* begin Working data *

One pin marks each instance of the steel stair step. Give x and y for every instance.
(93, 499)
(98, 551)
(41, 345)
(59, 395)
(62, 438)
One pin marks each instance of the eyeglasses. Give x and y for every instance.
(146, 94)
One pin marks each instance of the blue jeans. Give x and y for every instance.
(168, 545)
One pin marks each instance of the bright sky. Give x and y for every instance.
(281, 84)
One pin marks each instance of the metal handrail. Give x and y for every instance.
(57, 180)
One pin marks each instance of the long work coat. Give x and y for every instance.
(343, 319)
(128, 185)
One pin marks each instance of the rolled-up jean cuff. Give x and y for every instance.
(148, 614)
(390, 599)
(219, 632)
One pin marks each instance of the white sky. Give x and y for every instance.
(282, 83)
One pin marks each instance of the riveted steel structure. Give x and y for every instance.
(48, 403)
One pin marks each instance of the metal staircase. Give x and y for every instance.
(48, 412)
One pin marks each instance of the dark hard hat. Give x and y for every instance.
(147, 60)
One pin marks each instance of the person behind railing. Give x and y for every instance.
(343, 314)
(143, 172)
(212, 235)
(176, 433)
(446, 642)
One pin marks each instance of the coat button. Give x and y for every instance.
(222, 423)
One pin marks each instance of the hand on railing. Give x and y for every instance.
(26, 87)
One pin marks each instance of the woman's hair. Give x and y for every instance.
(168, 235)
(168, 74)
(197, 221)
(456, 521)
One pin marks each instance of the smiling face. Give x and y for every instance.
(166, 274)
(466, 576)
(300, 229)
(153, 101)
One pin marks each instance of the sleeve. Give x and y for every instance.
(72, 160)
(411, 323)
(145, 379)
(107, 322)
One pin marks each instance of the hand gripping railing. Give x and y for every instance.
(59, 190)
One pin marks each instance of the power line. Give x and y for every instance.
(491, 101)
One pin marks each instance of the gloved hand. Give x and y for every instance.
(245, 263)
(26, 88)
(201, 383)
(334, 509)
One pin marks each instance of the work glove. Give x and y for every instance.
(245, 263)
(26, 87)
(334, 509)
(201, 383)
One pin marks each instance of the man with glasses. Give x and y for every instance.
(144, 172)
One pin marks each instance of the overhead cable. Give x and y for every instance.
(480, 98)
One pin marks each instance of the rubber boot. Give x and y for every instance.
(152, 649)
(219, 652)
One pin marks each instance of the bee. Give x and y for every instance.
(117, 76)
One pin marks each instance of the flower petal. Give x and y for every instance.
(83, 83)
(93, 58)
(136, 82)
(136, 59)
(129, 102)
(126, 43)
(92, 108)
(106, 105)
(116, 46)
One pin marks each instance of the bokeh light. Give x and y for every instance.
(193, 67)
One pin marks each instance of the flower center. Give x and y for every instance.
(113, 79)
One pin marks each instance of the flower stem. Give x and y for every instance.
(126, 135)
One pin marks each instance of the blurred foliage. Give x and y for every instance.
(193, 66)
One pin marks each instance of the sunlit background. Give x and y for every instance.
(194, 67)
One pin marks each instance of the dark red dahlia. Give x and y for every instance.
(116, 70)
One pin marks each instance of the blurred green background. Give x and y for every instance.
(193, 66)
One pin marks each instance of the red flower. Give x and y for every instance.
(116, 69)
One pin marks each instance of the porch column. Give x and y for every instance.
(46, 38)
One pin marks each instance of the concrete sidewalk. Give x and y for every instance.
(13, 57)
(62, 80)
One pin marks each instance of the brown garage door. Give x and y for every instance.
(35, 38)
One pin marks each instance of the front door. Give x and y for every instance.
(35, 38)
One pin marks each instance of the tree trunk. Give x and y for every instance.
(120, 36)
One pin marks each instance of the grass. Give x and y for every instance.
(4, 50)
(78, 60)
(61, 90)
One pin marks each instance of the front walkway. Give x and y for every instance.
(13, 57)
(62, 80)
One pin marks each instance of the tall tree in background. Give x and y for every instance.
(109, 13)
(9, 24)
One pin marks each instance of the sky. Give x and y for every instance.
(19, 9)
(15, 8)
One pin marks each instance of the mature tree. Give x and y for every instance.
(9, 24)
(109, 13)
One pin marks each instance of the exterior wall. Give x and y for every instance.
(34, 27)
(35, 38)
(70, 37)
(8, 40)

* end Working data *

- Set exercise -
Can you repeat the material above line for line, without changing anything?

- Expected answer -
One pin marks each instance of the steel stair step. Give x and y for every instance.
(93, 499)
(98, 551)
(41, 345)
(59, 395)
(62, 438)
One pin marks each instance of the eyeglasses. Give x and y for every instance.
(146, 94)
One pin marks each instance of the blue jeans. Give x and y for every instance.
(168, 545)
One pin marks each instance of the bright sky. Give x and y for every instance.
(281, 84)
One pin marks each instance of the metal handrail. Give x and y for every instance.
(57, 180)
One pin marks each instance of the long work coat. Give x and y for every instance.
(343, 319)
(128, 185)
One pin marks each instance of the rolled-up jean cuff. Give x and y for every instance.
(148, 614)
(390, 599)
(219, 632)
One pin marks each instance of the white sky. Give x and y for every instance.
(282, 83)
One pin marks each instance of the riveted steel structure. Give x and y for every instance.
(48, 403)
One pin marks each instance of the metal staircase. Give x and y for every instance.
(48, 412)
One pin marks each instance of the dark hard hat. Give x and y for every instance.
(147, 60)
One pin marks each instance of the person behind railing. Give x and y for every instance.
(343, 314)
(143, 172)
(212, 235)
(176, 433)
(446, 642)
One pin marks each instance of the coat button. Give x and y for every instance.
(222, 423)
One pin marks each instance of the hand on railing. Give x and y for every instance.
(26, 87)
One pin marks each instance of the woman's hair. Give x and y for every instance.
(168, 235)
(168, 74)
(197, 221)
(456, 521)
One pin marks each instance of the smiling face. Give x and y for every instance.
(166, 274)
(466, 576)
(300, 229)
(153, 101)
One pin marks each instance of the sleeve. Give x and y for every instance.
(72, 160)
(411, 323)
(145, 379)
(107, 322)
One pin marks each instance of the hand gripping railing. Give x and y for every instance.
(59, 190)
One pin marks each instance of the power line. Give x and y for every instance.
(491, 101)
One pin marks each instance of the gloved hand. Give x and y for every instance.
(245, 263)
(26, 88)
(201, 383)
(334, 509)
One pin marks each instance of the work glove. Give x and y for every instance.
(245, 263)
(26, 87)
(334, 509)
(201, 383)
One pin marks each instance of the man with glasses. Give x and y for every instance.
(144, 172)
One pin marks each instance of the overhead cable. Give x and y for every instance.
(480, 98)
One pin marks each instance of the rubber boot. Give x and y for every instance.
(152, 649)
(219, 652)
One pin marks each instance of the bee. Give x and y for every instance.
(117, 76)
One pin marks each instance of the flower petal. Give x and y for every instance.
(83, 83)
(93, 58)
(136, 82)
(136, 59)
(129, 102)
(126, 43)
(92, 108)
(106, 105)
(116, 46)
One pin marks each instance of the bokeh light. Give x and y for every instance.
(193, 67)
One pin marks each instance of the flower center. Give x and y for every instance.
(113, 79)
One pin marks each instance of the flower stem. Give x and y for every instance.
(126, 135)
One pin marks each instance of the blurred foliage. Give x and y for every instance.
(193, 66)
One pin marks each instance of the sunlit background. Give x and y for every instance.
(194, 67)
One pin marks each instance of the dark red dahlia. Give x and y for every instance.
(116, 70)
One pin marks each instance of the blurred green background. Give x and y for every instance.
(193, 66)
One pin marks each instance of the red flower. Give x and y for every instance.
(116, 69)
One pin marks each instance of the porch column. Give x and y for every instance.
(46, 38)
One pin marks each instance of the concrete sidewalk. Give x and y for every instance.
(13, 57)
(62, 80)
One pin marks each instance of the brown garage door. Give x and y for every instance.
(35, 38)
One pin marks each instance of the front door. Give x and y for every instance.
(35, 38)
One pin marks each instance of the tree trunk. Give x and y for every instance.
(120, 36)
One pin marks each instance of the grass. Give x and y for every instance.
(4, 50)
(78, 60)
(61, 90)
One pin marks each instance of the front walkway. Give x and y for every instance.
(13, 57)
(62, 80)
One pin marks each instance of the tall tree in background. Give x and y for every instance.
(109, 13)
(9, 24)
One pin marks each instance of the sky. Give x and y for every instance.
(19, 9)
(15, 8)
One pin marks each instance of the mature tree. Give x and y for every instance.
(9, 24)
(109, 13)
One pin marks each instance of the exterior wall. Give x and y for every instance.
(34, 27)
(35, 38)
(70, 37)
(8, 40)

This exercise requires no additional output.